- EXERCISE BRIEF -
Could you return, exactly as written, every line from the one containing "Query: woman's left hand" through the last line of the entries below, leaving out the pictures?

------------

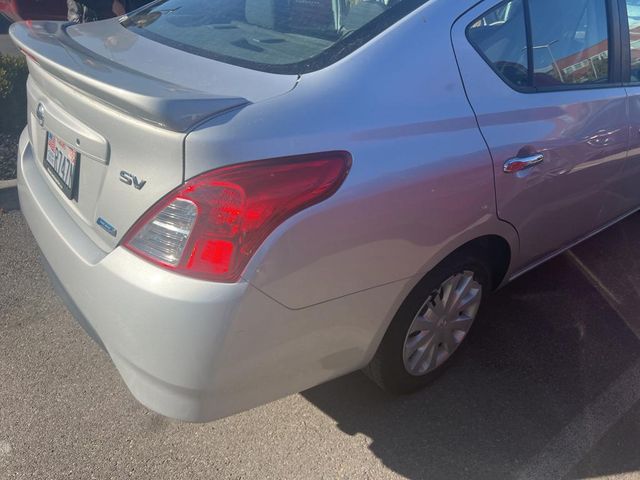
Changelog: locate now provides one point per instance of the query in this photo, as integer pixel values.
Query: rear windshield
(280, 36)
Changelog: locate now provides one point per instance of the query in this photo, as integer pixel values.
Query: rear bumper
(190, 349)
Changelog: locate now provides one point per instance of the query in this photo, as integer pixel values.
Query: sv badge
(130, 179)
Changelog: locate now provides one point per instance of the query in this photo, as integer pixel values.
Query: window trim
(625, 46)
(614, 59)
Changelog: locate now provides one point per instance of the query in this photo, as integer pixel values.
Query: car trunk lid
(125, 104)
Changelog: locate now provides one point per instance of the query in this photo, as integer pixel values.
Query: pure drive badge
(110, 229)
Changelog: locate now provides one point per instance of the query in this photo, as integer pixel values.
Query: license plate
(62, 162)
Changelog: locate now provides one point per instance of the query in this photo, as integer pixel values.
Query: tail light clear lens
(210, 227)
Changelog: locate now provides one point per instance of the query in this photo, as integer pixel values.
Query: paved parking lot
(547, 387)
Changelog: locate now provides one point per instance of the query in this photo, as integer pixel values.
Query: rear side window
(501, 37)
(280, 36)
(633, 16)
(545, 44)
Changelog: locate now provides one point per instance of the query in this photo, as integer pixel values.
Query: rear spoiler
(150, 99)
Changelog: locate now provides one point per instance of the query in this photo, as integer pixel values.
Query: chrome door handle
(518, 164)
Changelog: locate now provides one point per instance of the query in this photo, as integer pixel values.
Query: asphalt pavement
(548, 386)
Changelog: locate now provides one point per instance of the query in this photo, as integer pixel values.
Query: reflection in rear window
(281, 36)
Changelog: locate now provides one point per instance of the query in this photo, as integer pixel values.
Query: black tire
(387, 367)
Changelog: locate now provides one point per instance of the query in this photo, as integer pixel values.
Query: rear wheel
(430, 325)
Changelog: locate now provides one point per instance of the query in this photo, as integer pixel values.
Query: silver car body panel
(317, 297)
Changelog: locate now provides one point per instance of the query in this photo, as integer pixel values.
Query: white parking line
(578, 438)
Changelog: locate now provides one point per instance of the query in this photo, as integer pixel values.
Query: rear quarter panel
(421, 183)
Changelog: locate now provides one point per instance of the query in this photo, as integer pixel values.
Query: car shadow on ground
(545, 349)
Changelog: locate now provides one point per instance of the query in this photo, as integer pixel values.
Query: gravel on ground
(8, 155)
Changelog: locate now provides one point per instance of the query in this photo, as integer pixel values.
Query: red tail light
(211, 226)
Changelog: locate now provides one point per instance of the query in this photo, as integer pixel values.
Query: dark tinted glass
(633, 13)
(570, 42)
(500, 35)
(285, 36)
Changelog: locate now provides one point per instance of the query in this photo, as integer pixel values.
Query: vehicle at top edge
(241, 199)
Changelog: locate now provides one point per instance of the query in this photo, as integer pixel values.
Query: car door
(543, 79)
(630, 20)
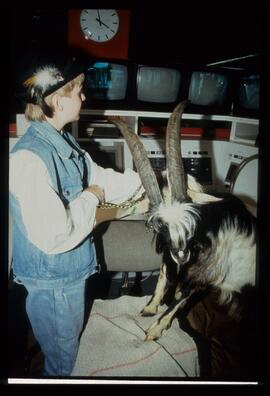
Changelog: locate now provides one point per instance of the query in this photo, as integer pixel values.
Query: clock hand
(98, 19)
(104, 24)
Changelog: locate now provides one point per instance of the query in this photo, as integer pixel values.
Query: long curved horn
(175, 168)
(142, 163)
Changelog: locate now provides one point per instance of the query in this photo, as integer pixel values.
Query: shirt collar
(49, 133)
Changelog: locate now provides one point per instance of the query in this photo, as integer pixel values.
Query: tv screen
(208, 88)
(157, 84)
(249, 92)
(106, 81)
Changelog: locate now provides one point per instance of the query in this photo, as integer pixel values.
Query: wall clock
(99, 25)
(101, 33)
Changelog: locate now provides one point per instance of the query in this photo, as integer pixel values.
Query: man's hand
(97, 191)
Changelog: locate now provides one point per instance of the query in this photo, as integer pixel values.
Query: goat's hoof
(150, 338)
(148, 312)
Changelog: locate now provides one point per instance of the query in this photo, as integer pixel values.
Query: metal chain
(124, 205)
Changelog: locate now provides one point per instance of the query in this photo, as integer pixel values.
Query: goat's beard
(181, 257)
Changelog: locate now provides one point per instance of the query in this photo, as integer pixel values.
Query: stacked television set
(107, 84)
(159, 87)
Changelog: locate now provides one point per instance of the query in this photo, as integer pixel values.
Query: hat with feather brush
(48, 78)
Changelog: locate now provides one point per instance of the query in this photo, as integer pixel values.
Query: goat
(211, 240)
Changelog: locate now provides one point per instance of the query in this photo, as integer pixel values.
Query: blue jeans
(57, 316)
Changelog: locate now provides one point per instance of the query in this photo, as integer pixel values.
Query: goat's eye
(159, 223)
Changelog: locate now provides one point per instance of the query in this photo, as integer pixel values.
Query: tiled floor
(24, 356)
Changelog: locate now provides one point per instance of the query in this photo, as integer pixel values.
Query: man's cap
(49, 72)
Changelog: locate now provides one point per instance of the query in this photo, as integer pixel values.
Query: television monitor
(210, 92)
(247, 95)
(106, 83)
(158, 87)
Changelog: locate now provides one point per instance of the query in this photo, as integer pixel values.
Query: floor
(25, 358)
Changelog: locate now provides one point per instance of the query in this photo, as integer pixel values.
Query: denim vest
(69, 172)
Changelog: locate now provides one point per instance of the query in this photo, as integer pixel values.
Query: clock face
(99, 25)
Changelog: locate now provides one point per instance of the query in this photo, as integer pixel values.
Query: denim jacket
(69, 172)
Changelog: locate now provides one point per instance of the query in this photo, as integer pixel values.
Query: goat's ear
(157, 223)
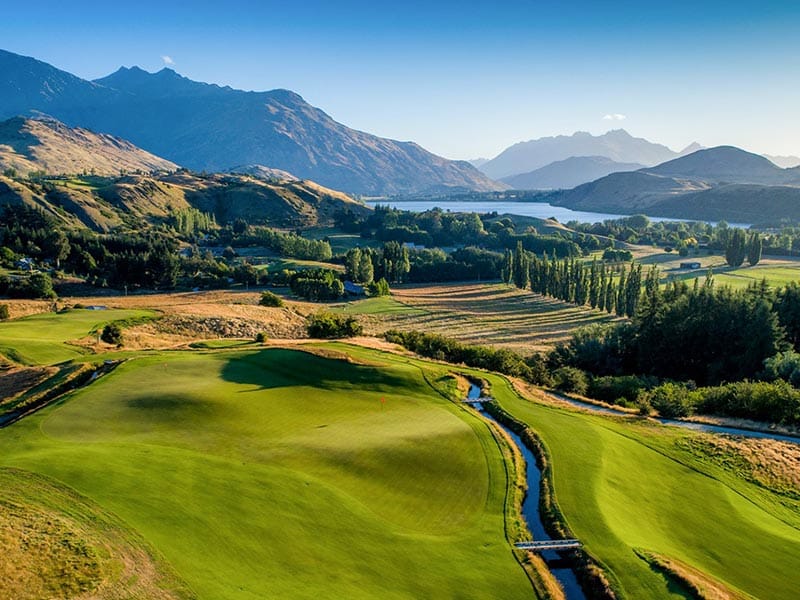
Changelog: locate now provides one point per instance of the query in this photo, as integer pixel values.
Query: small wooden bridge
(542, 545)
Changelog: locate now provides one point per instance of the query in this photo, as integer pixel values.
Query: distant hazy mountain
(693, 147)
(785, 162)
(568, 173)
(208, 127)
(48, 145)
(717, 183)
(618, 145)
(725, 164)
(478, 162)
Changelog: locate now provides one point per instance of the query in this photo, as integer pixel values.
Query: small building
(354, 289)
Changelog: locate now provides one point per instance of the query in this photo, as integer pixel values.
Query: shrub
(784, 365)
(623, 389)
(329, 325)
(270, 299)
(112, 334)
(775, 402)
(671, 400)
(378, 288)
(570, 379)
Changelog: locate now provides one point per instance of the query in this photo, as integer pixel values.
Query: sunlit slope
(280, 474)
(43, 339)
(624, 486)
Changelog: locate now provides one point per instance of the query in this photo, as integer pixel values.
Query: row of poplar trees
(739, 246)
(573, 281)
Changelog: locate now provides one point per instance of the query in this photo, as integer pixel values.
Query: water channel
(559, 566)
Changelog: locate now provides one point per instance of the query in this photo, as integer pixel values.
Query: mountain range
(617, 145)
(207, 127)
(715, 183)
(568, 173)
(48, 145)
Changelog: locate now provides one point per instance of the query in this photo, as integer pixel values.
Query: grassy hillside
(282, 474)
(626, 486)
(479, 313)
(134, 201)
(49, 146)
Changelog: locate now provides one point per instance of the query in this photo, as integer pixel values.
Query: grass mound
(278, 473)
(626, 484)
(56, 544)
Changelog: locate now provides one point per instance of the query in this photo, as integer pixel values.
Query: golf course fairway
(628, 485)
(41, 339)
(277, 473)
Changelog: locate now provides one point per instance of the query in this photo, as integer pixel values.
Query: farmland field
(279, 473)
(491, 314)
(625, 486)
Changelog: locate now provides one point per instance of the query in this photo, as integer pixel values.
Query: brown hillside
(50, 146)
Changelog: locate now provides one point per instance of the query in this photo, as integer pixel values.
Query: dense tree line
(290, 245)
(703, 334)
(437, 228)
(614, 289)
(317, 285)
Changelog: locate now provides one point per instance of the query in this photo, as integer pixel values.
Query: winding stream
(559, 566)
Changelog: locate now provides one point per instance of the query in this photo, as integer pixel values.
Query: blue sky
(464, 79)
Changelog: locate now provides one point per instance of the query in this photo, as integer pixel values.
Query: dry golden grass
(51, 552)
(701, 585)
(771, 463)
(492, 314)
(193, 316)
(24, 308)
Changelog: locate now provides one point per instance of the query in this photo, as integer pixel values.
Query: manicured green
(340, 241)
(281, 474)
(380, 305)
(41, 339)
(623, 485)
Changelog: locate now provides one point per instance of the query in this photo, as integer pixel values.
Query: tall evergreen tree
(754, 248)
(619, 307)
(594, 284)
(736, 248)
(507, 274)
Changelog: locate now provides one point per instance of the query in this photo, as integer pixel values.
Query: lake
(540, 210)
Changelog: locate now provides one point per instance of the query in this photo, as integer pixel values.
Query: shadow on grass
(275, 367)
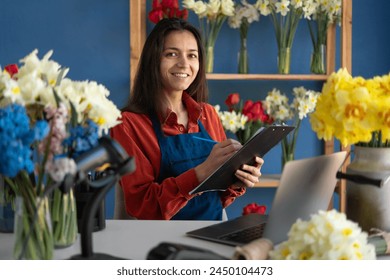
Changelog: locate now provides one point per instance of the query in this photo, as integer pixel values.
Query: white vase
(367, 203)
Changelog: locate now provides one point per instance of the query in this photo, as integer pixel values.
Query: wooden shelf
(289, 77)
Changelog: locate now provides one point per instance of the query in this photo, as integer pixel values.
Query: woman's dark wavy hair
(147, 88)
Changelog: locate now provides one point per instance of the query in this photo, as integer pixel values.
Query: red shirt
(145, 198)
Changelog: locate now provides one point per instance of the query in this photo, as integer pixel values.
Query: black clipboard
(263, 141)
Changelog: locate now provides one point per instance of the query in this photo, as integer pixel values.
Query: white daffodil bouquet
(212, 15)
(328, 235)
(278, 107)
(46, 122)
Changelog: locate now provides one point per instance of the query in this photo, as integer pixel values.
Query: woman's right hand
(221, 152)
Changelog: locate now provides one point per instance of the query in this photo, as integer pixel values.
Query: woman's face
(179, 62)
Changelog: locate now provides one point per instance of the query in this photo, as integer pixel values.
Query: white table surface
(133, 239)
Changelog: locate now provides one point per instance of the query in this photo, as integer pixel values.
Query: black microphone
(108, 151)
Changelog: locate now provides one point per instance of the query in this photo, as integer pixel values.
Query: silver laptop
(306, 186)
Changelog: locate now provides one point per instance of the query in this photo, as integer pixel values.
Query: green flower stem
(210, 32)
(243, 67)
(34, 238)
(64, 218)
(318, 39)
(285, 28)
(289, 144)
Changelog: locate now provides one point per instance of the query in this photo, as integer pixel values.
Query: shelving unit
(137, 39)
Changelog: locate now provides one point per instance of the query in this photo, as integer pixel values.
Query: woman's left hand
(249, 174)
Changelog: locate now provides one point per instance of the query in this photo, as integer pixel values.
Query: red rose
(253, 110)
(12, 69)
(156, 5)
(170, 4)
(182, 14)
(156, 15)
(254, 208)
(232, 99)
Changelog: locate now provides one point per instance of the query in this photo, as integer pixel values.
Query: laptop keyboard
(246, 235)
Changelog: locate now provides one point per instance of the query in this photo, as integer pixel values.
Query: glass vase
(318, 60)
(64, 218)
(33, 229)
(284, 60)
(209, 59)
(243, 66)
(368, 204)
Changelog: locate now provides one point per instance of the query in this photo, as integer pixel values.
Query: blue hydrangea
(82, 138)
(16, 139)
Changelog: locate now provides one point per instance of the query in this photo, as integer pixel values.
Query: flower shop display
(285, 16)
(166, 9)
(46, 121)
(278, 107)
(243, 119)
(254, 208)
(327, 235)
(355, 111)
(244, 15)
(320, 16)
(212, 16)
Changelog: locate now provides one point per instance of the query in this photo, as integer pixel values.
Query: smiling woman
(166, 109)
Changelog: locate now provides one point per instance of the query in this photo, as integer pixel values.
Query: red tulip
(232, 99)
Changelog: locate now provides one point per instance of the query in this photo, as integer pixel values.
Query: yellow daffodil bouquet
(354, 110)
(327, 235)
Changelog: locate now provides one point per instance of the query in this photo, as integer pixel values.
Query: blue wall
(91, 37)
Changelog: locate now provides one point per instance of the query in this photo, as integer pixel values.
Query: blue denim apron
(180, 153)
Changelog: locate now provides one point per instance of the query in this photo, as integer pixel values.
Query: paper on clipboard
(258, 145)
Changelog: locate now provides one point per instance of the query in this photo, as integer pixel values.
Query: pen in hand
(204, 139)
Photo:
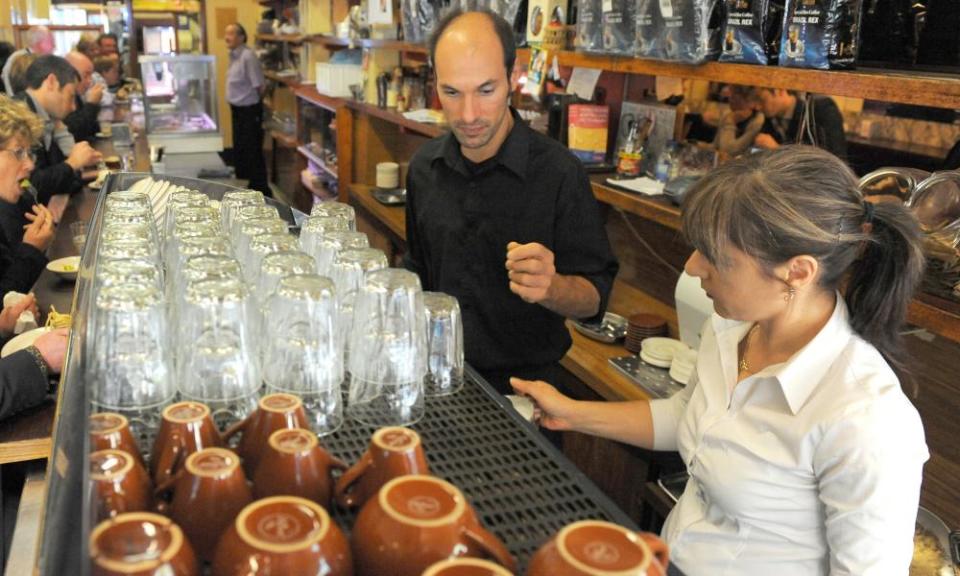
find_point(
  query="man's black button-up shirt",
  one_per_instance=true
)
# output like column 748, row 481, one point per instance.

------------

- TASK OUTPUT -
Query: woman's left hand
(249, 174)
Changelog: locate now provides one point per instance of the query in this photo, as integer pixel values.
Query: red rose
(253, 110)
(12, 69)
(156, 5)
(170, 4)
(182, 14)
(156, 15)
(254, 208)
(232, 99)
Changelog: locate now provides one point per instance of the query in this photo, as integer pixel values.
Query: laptop keyboard
(246, 235)
Changelog: locate now provides one point per instance of the query in this photo, as integer pixel values.
Query: glass vase
(318, 60)
(64, 218)
(33, 229)
(284, 60)
(209, 59)
(243, 66)
(368, 204)
Changelog: locate now provides one point per instance of the query in this photo, as integer pixel values.
Query: blue hydrangea
(82, 138)
(16, 139)
Changelog: locate now provides one point per instance of the query in this photo, as integer pixel values.
Query: flower shop display
(285, 16)
(166, 9)
(46, 121)
(278, 107)
(243, 119)
(254, 208)
(327, 235)
(355, 111)
(244, 15)
(320, 16)
(212, 16)
Changelog: locate now provides one point per instance of the query in this photo, as integer pixel values.
Query: smiling woman
(166, 109)
Changelog: locate now provides one point per instance of the query in this photo, as integer pixel values.
Query: red tulip
(232, 99)
Changelog: locate now provides one point per instance of the query in this photo, as integer pixel values.
Query: yellow daffodil bouquet
(354, 110)
(327, 235)
Changelog: locate now provides one point per instance of the query in this photo, as integer pixel values.
Query: blue wall
(91, 37)
Changelog: locate now provides one point per instance of the query in this photo, as integer pixel values.
Query: blue denim apron
(180, 153)
Changelog: locate now provides one point per instance of the query in this photo, as integer pixel values.
Query: paper on clipboard
(258, 145)
Changelog: locate now provides one point per instance of the query in this photo, as integer pixel values.
Query: pen in hand
(204, 139)
Photo:
find_point(
  query="man's black button-up shirt",
  one_per_instance=true
)
# output like column 748, row 481, one point per instance.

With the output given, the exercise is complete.